[begin Exercise inputs]

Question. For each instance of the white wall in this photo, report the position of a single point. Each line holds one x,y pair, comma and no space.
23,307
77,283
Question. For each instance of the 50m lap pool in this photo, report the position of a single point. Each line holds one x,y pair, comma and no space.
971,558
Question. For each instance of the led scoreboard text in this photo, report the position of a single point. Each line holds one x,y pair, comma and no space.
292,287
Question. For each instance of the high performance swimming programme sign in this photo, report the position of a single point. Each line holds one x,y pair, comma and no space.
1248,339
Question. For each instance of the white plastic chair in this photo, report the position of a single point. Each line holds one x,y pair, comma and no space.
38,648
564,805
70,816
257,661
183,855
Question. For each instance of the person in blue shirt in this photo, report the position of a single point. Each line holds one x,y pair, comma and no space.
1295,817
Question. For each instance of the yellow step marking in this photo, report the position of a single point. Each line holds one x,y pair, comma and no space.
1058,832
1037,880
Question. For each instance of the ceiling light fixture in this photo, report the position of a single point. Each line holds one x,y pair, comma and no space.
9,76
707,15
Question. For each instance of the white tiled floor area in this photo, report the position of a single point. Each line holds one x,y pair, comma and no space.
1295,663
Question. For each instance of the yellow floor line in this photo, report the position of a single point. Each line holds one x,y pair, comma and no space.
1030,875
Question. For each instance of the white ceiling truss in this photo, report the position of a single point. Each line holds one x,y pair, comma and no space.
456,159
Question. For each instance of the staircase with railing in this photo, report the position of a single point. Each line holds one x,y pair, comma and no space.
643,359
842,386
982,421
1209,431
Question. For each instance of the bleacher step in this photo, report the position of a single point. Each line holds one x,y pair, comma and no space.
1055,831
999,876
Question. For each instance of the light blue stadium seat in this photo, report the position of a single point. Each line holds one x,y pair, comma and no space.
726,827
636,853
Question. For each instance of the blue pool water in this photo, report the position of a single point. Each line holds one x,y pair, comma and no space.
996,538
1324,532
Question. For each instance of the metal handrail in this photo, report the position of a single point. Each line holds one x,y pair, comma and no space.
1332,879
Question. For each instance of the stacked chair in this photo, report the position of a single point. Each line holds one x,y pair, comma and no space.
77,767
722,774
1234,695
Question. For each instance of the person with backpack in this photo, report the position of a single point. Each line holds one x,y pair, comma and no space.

[end Exercise inputs]

__Required work__. Write out only the final block of lines, starting at the line with "Question. For each instance of the blue" and running to the end of the material.

__Answer to the exercise__.
Question. For each instance of the blue pool water in this photo, report the position of a single point. Each line holds one x,y pair, comma and no space.
996,538
1324,532
Question. For each instance of the metal handrail in this photo, report the position of a single point. Each line holds one x,y pair, comma and no space.
1332,879
Question. For each instance of the stacked chair in this photo, report the position of a single point. Each line holds one x,y pair, comma and no space.
77,767
722,774
1234,695
Question. For each instance of the person with backpack in this photo, report the position of a single point. Each line holds one x,y pair, comma and no space.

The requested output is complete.